What to work on: Leave out the pictures and transcribe the rest of the records exactly.

------------------------------------------------

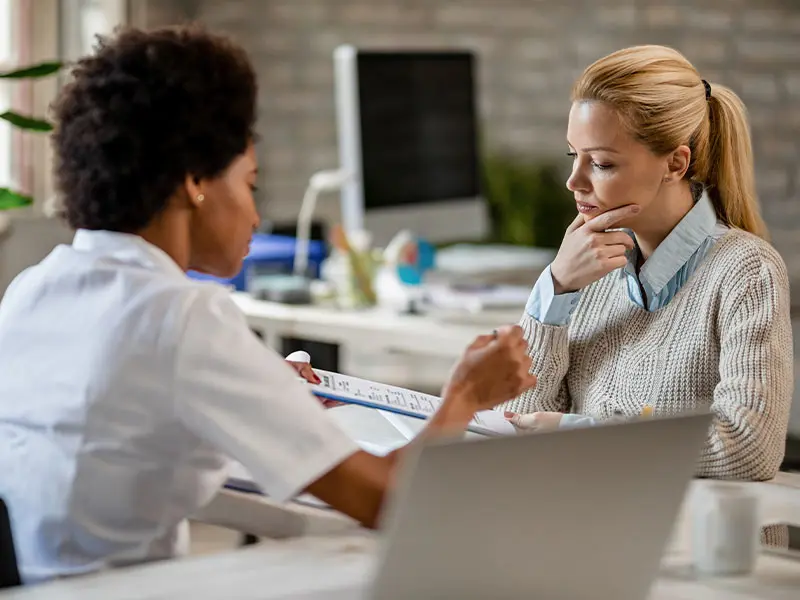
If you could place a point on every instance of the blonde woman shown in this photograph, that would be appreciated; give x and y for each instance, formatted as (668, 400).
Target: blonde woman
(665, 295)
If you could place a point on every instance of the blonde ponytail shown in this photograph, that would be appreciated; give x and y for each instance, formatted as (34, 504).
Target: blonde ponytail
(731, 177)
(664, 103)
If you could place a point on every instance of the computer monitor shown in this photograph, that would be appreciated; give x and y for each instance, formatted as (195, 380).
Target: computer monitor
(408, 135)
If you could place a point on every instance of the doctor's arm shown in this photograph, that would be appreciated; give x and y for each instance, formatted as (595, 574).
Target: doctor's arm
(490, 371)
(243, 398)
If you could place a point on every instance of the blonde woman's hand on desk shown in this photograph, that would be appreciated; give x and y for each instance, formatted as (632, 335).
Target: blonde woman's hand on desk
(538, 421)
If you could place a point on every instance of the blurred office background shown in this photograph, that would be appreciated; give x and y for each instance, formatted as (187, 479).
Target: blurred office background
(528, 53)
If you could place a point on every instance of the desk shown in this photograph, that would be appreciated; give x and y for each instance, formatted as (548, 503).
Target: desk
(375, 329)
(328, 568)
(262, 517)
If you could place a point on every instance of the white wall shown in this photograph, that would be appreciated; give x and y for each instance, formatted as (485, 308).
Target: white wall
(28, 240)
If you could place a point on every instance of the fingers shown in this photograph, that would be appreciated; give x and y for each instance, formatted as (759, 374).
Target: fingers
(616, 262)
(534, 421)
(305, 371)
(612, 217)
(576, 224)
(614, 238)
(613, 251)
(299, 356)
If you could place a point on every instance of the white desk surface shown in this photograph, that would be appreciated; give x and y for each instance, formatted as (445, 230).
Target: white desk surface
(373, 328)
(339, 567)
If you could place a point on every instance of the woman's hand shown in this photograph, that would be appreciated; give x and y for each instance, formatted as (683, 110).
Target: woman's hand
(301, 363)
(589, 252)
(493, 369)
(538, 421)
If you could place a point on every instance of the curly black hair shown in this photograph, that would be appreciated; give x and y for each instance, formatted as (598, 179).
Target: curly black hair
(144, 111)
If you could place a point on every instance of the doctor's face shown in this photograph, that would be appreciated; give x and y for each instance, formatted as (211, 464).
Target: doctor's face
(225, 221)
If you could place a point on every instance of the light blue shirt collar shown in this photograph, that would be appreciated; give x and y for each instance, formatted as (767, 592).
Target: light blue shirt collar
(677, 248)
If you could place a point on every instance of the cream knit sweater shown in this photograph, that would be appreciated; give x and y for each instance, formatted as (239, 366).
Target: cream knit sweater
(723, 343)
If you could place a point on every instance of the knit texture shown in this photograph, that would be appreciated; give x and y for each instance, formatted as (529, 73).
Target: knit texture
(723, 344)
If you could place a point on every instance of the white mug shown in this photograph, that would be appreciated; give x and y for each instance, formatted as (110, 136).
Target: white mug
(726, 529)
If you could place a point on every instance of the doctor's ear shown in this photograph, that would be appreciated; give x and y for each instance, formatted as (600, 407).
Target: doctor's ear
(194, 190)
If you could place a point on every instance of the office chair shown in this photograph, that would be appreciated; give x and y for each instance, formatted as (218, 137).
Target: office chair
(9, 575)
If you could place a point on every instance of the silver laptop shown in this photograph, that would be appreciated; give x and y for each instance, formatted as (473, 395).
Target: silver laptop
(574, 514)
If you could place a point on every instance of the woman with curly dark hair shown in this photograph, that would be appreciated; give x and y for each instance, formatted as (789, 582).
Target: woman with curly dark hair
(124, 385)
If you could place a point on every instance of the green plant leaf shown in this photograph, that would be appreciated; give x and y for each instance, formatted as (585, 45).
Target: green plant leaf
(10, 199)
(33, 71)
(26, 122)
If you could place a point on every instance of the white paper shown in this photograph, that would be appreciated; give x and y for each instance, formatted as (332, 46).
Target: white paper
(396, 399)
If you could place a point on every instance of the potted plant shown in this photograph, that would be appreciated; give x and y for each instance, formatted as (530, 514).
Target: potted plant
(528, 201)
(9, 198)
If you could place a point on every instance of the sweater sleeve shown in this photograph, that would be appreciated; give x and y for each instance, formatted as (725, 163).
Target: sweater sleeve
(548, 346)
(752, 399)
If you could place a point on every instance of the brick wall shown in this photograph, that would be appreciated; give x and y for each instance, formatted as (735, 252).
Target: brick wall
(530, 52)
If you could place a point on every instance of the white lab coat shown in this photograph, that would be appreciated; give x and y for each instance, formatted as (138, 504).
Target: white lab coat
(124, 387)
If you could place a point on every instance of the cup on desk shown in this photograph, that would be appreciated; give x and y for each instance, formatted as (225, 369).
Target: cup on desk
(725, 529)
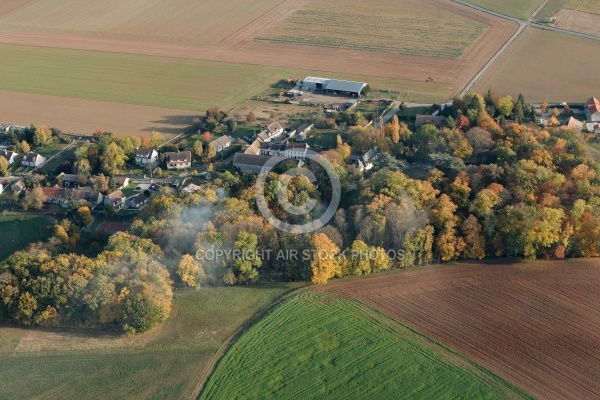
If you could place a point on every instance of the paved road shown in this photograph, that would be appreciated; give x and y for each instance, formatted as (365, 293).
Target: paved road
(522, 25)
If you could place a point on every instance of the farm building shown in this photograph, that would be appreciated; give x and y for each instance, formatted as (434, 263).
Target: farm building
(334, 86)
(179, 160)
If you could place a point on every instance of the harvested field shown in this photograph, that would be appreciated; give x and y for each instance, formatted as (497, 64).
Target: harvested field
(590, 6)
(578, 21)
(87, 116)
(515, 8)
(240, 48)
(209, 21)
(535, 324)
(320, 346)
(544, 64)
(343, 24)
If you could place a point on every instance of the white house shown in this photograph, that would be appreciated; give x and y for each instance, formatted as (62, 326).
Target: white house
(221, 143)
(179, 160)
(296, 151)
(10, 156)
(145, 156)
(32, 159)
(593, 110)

------------------------------------------------

Answer space:
If you could place a point on every instance of the blonde woman shown in this photograph, that would be appreciated; give x and y for each instance, formatted as (668, 400).
Target: blonde woman
(665, 295)
If you could place a point on every instance of the blonde ponytail shown in this photograph, that would be appreciated; give x and y for each instance, formatted as (34, 504).
Target: blonde ponytail
(731, 177)
(664, 103)
If you could place a point on every instance of the computer monitor shown in this photograph, that would be appreciated; give x and y for each instance, formatted as (195, 380).
Target: computer monitor
(408, 135)
If you could place a point on every instance of the doctor's arm shown in this photograph, that would be appreciated; give x and y for each instance, formatted as (595, 574).
Target: doctor's arm
(490, 371)
(243, 398)
If you could place a point on every instance of the blonde woman's hand on desk shown in this photograph, that would be appreciated; give x and y for each instance, formatted as (632, 335).
Target: blonde woman's hand on desk
(538, 421)
If you could place a point on every instance of the blurred office background shown in this photograph, that would be appreciated; give x and y for each instance, formatted as (187, 479).
Target: blurred office background
(528, 53)
If you could place a point on every instance of the desk shown in this photograph, that would be appreciated; give x and y for each instance, formatted as (548, 503).
Target: desk
(375, 329)
(328, 568)
(262, 517)
If you could place a point on every instance of the white wall shown in this photograph, that would be appreciated; give x and y for each instance, formatted as (485, 308).
Target: white wall
(28, 240)
If you could place a point on every instance of the fingers shown in this photograph, that would be appreciated; give x and y for each instance, formatted as (759, 374).
Target: fingers
(616, 262)
(534, 421)
(305, 371)
(612, 217)
(576, 224)
(614, 238)
(613, 251)
(299, 356)
If you could place a point on every instance of the white desk surface shown in this photograph, that would be appreciated; give x and y for each instance, formatted as (445, 230).
Target: white desk surface
(373, 328)
(339, 567)
If you could place a point on every instance of the woman's hand shown in this photograph, that would be appreciated; give x and y for each instance, formatted as (683, 110).
Target: woman's hand
(301, 363)
(589, 252)
(493, 369)
(538, 421)
If you could place a point on every instance of the curly black hair shown in this photograph, that would be appreciated; give x and y for each instance, formatted as (598, 179).
Target: curly black hair
(144, 111)
If you could place a point on every instance of the doctor's face shown in this photograph, that would be appreciated; give x and y for each instance, formatted as (211, 464).
Target: doctor's face
(225, 221)
If you could place a point on every instance of the light blue shirt collar shown in this photograph, that would be appreciated; give x and y for each instance, formatted as (767, 592).
Target: light blue shirt collar
(677, 248)
If you could place a point on every instance of the cream knit sweater shown in this photograph, that would be appreciated; give x and y for each instance, formatted as (239, 366).
Target: cream knit sweater
(723, 343)
If you could place a point on every instance of the knit texture shown in this photograph, that would be appreciated; give x and y for each instance, formatted as (529, 73).
Target: knit texture
(723, 344)
If you could place a point on every instance of the white mug shown in this photograph, that would be appreciated; give x and y for each instance, formatted as (110, 136).
Target: white mug
(726, 529)
If you could place a point on every instance of the doctor's ear shown in this photograph, that would be appreciated; give x and y for each instance, formatted as (600, 407).
Target: doctor's ear
(194, 190)
If you could place a point on every instance of the office chair shown in this photograph, that would be appreciated; give x and y for each instance, formatted as (218, 137).
Target: office chair
(9, 575)
If you could place a point on every instance of the silver laptop shown in this photograph, that would be appreciated; give x and y for each instance, formatted as (473, 395).
Target: silver laptop
(574, 514)
If you could place a point on every instance of the woman with curly dark hair shown in this photograph, that would be appreciated; give x and y for each instance, formatted as (789, 582).
Target: woman with curly dark hair
(124, 385)
If you could place a point on every instance of the green plant leaf shown in this photograph, that would be appreciated; give x and y for each instance, formatted as (585, 45).
Target: green plant leaf
(10, 199)
(33, 71)
(26, 122)
If you could place a point on every instance of the white paper shown in this photograph, that would be appreciated; give x and y for each instance, formatted as (332, 46).
Target: white paper
(396, 399)
If you could place a point on every instance of the potted plant shown in this photograph, that would be appreciated; give x and y for each instance, formatted as (530, 514).
Target: potted plant
(528, 201)
(9, 198)
If you could place a point on every instance of the sweater sleeve shown in this photograph, that would be appreciated; give x and y for each instance, formatted as (725, 163).
Target: sweater sleeve
(548, 346)
(752, 399)
If you could place a point on every instance of the brick wall shown in this photograph, that would be appreciated; give x and y for each instance, formatted as (735, 252).
Target: brick wall
(530, 52)
If you could place a point on every instance of the white lab coat shown in this photograph, that would be appreciated; give x and y for each instance, formatted as (138, 504).
Target: white lab coat
(124, 387)
If you could place a point on every instance of the cup on desk shown in this photograph, that would be appreciated; give x and y for each instance, formatted as (225, 369).
Target: cup on desk
(725, 529)
If you could place a point on every instance of the paved road shown in this photograph, that would be appreciated; give x and y for each instance, formatted as (365, 293).
Target: paved road
(522, 25)
If you could place a point on every instance of the farm building shown in this photograph, that would be appreciated; give x and y for each instance, formatted as (434, 263).
Target: farm building
(334, 86)
(179, 160)
If you could place a point on every instance of the harvested field shown in this photograph, that would be appreciated; give x and y for each instance, formatted as (497, 64).
Target: harvested field
(590, 6)
(578, 21)
(87, 116)
(515, 8)
(240, 48)
(209, 21)
(535, 324)
(320, 346)
(544, 64)
(343, 24)
If you could place a point on every instance of the white house shown in this photograph, that would be appreciated; give x and y for each instance, formatted as (62, 326).
Target: white house
(221, 143)
(179, 160)
(296, 151)
(10, 156)
(145, 156)
(32, 159)
(593, 110)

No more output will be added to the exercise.